> **Exercise prompt**: Lines from the line with "169L55 249L84 246L99" to the line with "positive clicks: (90, 231)" in the entries below, and only those, must be output exactly, with both ends included.

Stored items from a collection:
________________________
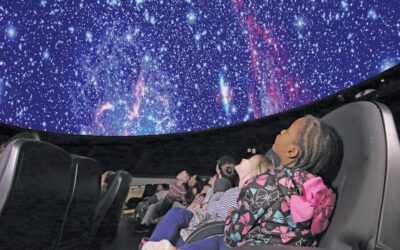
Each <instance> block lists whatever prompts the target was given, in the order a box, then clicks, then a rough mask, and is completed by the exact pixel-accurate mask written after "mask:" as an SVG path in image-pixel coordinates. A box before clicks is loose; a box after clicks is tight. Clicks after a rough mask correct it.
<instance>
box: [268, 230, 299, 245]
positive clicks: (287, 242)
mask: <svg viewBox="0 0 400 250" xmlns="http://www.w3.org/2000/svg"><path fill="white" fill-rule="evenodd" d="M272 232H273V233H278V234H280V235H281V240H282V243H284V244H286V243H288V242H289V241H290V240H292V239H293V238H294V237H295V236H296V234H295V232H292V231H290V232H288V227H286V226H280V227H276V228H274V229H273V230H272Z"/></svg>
________________________
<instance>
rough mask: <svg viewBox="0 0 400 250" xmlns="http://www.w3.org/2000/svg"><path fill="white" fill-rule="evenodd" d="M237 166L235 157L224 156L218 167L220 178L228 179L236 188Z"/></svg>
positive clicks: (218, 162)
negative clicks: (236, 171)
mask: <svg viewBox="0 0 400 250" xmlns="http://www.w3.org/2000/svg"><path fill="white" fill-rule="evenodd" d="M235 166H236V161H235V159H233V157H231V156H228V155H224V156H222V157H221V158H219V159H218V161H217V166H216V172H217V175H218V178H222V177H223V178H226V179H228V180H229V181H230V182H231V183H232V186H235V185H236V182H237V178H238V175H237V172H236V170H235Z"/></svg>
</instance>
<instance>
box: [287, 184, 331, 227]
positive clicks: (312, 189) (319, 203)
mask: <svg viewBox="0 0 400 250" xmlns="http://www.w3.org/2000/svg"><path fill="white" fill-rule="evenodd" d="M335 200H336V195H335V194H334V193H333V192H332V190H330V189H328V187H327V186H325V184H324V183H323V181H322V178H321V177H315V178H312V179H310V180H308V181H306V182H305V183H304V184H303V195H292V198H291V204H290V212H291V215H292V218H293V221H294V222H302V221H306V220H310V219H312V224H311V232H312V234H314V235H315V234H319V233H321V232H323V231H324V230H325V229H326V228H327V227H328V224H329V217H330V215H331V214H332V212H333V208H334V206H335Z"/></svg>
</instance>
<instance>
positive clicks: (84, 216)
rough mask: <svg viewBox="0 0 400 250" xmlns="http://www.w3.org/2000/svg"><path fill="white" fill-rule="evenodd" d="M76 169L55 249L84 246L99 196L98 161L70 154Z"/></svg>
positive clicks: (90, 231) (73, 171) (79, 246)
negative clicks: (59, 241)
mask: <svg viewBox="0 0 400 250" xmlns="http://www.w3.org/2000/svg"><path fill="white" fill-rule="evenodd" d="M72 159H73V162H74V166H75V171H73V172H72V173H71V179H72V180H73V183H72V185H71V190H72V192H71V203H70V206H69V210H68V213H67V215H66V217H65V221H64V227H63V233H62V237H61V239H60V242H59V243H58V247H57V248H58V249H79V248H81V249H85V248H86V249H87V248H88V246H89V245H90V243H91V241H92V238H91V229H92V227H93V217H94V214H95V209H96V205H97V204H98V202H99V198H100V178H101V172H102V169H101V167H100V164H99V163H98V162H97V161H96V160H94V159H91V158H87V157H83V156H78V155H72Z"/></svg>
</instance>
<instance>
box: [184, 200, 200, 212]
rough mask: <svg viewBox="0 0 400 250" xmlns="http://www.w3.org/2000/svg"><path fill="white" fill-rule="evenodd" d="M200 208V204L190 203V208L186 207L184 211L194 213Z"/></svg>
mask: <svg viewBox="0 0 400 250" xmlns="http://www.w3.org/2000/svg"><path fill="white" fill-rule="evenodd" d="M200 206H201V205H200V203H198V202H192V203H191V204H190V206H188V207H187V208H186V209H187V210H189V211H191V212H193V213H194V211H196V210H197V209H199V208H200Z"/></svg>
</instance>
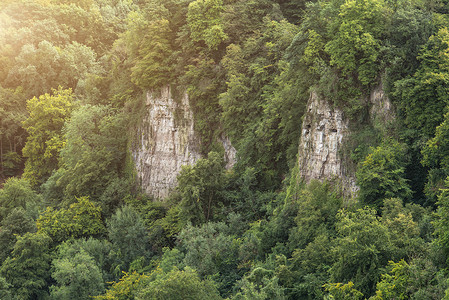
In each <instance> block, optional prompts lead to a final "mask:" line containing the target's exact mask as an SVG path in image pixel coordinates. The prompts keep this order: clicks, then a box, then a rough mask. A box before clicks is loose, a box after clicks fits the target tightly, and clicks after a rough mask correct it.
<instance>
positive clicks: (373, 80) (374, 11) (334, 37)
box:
________________________
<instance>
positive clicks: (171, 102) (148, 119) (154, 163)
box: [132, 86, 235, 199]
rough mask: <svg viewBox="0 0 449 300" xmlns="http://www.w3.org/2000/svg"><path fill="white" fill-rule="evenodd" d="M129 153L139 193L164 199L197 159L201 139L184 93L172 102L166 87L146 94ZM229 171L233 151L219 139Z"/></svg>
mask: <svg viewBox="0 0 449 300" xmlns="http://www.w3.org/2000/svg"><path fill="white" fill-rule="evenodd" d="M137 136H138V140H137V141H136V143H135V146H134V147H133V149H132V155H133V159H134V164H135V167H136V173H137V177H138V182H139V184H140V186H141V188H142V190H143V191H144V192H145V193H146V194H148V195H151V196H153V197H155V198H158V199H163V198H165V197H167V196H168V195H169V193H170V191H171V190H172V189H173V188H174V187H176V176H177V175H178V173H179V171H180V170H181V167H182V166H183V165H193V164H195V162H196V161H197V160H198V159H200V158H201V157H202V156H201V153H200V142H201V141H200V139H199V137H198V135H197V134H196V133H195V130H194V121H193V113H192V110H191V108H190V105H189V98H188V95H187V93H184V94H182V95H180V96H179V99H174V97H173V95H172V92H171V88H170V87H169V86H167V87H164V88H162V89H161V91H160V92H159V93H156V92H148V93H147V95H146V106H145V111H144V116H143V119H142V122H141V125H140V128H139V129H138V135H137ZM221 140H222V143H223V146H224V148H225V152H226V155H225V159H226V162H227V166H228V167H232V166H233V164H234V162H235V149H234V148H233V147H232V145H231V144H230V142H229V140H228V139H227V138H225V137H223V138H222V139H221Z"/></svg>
________________________
> **Expected output**:
rough mask: <svg viewBox="0 0 400 250" xmlns="http://www.w3.org/2000/svg"><path fill="white" fill-rule="evenodd" d="M76 169L55 249L84 246L99 196L98 161L70 154Z"/></svg>
positive clicks: (90, 231) (73, 171) (79, 246)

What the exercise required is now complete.